Restate the entire listing word for word.

* THE RECORDS:

---+---

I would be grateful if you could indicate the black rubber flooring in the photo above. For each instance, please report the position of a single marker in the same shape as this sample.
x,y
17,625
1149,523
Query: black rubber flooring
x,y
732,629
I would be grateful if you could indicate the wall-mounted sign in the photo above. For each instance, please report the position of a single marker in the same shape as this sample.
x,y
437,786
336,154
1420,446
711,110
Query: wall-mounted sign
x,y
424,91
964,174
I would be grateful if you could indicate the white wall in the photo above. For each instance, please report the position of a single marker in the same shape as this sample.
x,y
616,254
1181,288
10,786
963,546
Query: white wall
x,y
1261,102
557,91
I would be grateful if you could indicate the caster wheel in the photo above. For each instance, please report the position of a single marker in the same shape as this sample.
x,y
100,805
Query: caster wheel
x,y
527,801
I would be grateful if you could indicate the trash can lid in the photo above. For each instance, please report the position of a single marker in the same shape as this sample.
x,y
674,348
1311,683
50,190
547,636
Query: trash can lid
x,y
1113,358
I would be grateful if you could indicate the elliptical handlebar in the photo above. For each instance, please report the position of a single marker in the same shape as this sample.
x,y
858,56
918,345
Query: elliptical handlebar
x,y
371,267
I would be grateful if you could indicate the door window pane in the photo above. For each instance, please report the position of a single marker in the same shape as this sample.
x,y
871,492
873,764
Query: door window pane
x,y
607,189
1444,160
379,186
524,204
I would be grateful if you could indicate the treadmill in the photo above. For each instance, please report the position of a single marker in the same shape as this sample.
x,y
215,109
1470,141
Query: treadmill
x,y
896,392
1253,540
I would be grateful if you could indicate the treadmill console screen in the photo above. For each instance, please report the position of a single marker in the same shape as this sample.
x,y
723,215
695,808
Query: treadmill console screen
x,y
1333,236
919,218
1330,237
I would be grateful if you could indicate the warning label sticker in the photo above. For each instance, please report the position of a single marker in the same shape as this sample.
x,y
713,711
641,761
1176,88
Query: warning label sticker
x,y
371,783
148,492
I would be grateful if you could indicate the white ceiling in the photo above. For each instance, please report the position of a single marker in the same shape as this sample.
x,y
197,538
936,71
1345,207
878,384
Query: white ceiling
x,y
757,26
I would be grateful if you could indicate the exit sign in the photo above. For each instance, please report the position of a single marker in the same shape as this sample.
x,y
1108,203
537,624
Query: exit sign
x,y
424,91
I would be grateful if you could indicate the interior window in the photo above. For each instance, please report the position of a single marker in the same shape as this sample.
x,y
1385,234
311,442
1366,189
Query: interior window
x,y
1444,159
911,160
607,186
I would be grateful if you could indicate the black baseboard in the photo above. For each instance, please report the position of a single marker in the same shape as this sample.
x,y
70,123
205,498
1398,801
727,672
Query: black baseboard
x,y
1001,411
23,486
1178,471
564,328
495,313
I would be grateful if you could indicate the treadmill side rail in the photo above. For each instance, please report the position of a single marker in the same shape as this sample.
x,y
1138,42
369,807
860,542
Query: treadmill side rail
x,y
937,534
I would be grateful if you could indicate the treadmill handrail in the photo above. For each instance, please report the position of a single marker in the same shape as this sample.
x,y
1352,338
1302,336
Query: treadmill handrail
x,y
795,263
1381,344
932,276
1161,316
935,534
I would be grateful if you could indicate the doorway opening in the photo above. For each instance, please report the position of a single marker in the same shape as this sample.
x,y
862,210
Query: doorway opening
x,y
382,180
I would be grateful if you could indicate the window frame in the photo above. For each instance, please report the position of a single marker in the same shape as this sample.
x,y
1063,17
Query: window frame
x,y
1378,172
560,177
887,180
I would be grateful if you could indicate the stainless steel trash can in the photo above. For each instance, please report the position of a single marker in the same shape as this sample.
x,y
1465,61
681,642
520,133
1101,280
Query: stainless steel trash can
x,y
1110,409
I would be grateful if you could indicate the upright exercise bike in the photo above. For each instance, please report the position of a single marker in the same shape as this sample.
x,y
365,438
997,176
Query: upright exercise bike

---+---

* OUTPUT FOR THIS EXERCISE:
I would be grateful if you could indicate the black rubber flooring in the photo above. For each instance, please report the position of a single marker in the same shape as this sample.
x,y
17,625
1149,523
Query: black rubber flooring
x,y
732,629
I would be grateful if you could indicate the wall-mounted sign in the photo above. For each instance, please report the position of a single marker in the same shape as this sample.
x,y
437,786
336,154
1420,446
711,110
Query: wall-mounted sign
x,y
424,91
964,174
I would be grateful if you could indicate the white wall in the photo above. For each instance, please report the position of a single marker in the same shape as this sample.
x,y
616,254
1181,288
10,786
963,546
Query: white wall
x,y
1261,102
557,91
I would be grateful if you could indicate the caster wheel in the photo above. For each instance, please report the position of a single marker in the same shape as this sample.
x,y
100,805
Query: caster wheel
x,y
527,801
I would be grateful if you could indicate the trash can lid in the photo above. For each instance, please report the position of a single marker in the same shape as this sample.
x,y
674,348
1311,683
50,190
547,636
Query: trash can lid
x,y
1113,358
I would be grateful if you could indicate the elliptical handlebar in the photo above. For each instance, please report the position of a single marker in the same shape as this sample.
x,y
858,56
918,345
Query: elliptical handlebar
x,y
371,267
I would be grateful if you could indicate the door window pane in the photo above. For each instance, please report the position of a single marker in the same shape as this sample.
x,y
871,492
873,764
Query: door window pane
x,y
607,189
1444,160
379,186
524,204
I would be grateful if you could indicate the treadmill in the photo above. For each instance, please report the position of a single marker in the same shape as this sample.
x,y
215,109
1470,141
Query: treadmill
x,y
896,392
1253,540
I would be grateful if you could indicate the treadmill console screen in the photo above. For each instance, please report the position of a single marker in the same shape as this sample.
x,y
723,215
695,808
Query: treadmill console screen
x,y
1333,236
919,218
1330,237
I would be grateful if you could indicate the warning label sticker in the photo above. For each instance, please report the position of a single marker in the same shape as this sample.
x,y
713,711
641,761
1176,88
Query: warning label sticker
x,y
371,783
148,492
I would be grateful if you could indicate the white ceiling in the photo above. For each instance, please report the position of a single marker in the same shape as this sample.
x,y
197,538
936,71
1345,207
878,384
Query: white ceiling
x,y
757,26
I would be grateful if you could indicate the exit sign in the photo above. For each instance, please report the position of a single marker in the same shape as this sample.
x,y
1108,203
537,624
Query: exit sign
x,y
424,91
I would be grateful if you could indicate the interior window in the photo above. For each instance, please report the position of a single marker in the same shape as this sample.
x,y
1385,234
311,442
1366,189
Query: interior window
x,y
1444,159
911,160
607,186
I would be grateful if you could indicate the black baseboard in the photo above. For each instance, please report the position of a single marker in the same shape as this sample.
x,y
70,123
205,498
1398,801
727,672
Query: black baseboard
x,y
1001,411
23,486
1178,471
564,328
495,313
I would be grateful if you could indicate the treadmill side rail in the photo above. For each instance, please report the position of a single marker in the same shape as this sample.
x,y
1138,42
369,807
860,542
Query: treadmill side rail
x,y
937,534
I would be grateful if you could indicate the treadmill handrail in the photo above. For each instance, please report the position of a single marker in the same shape as this sample.
x,y
1352,338
1302,336
Query: treadmill handrail
x,y
795,263
1381,344
932,276
1161,316
935,534
I would be grateful if you could indicate the doorway opening in the photo above. For each instance, please report the position of a single marker in the same shape as this sample.
x,y
862,210
Query: doorway opening
x,y
382,180
I would be grateful if you could indicate the window frame in the photo above. For each instance, please report the position of a single marker in the same shape as this sample.
x,y
1063,17
Query: window frame
x,y
1378,172
560,177
887,180
I would be grateful if you could indicate the stainless steel trash can in the photo above. For each instance, please report the position of a single marker in the same shape as this sample.
x,y
1465,61
681,642
520,133
1101,280
Query: stainless steel trash can
x,y
1110,409
I would be grateful if you could indicate the upright exercise bike in the photo above. For each instance, please report the position of a single marker in the same shape as this sample.
x,y
365,438
997,176
Query: upright exercise bike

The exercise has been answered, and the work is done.